◆ Exercise goal ◆
Count the lines of the entries below that contain the string "ceiling" with matching case, and give only that number.

◆ Records shown ◆
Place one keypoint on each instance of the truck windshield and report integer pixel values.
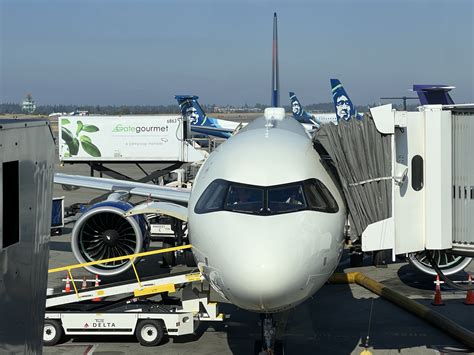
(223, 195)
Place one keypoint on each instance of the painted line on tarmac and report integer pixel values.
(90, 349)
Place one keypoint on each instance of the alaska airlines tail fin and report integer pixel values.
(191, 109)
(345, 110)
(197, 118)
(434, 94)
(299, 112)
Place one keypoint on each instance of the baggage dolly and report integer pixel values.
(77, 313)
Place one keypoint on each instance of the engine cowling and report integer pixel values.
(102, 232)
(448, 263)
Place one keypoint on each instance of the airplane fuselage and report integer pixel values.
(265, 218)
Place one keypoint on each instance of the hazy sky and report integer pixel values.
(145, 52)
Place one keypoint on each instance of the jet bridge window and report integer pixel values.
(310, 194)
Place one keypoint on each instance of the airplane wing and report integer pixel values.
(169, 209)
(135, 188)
...
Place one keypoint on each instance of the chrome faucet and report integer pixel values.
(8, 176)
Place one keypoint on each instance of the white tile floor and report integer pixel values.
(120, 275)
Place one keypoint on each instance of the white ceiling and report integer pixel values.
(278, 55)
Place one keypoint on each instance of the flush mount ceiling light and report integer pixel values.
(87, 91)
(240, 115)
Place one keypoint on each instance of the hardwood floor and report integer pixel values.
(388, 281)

◆ Reply to the exercise ◆
2